--- Exercise objective ---
Repeat the data below word for word.

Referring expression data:
———

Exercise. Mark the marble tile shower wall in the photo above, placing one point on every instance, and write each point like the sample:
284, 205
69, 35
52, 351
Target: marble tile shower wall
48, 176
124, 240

———

--- Answer box ---
Exercise. Mark the marble tile shower wall in the photo above, placing one point on every instance, and write each point like the sample:
284, 205
69, 35
52, 351
Target: marble tile shower wall
48, 176
124, 240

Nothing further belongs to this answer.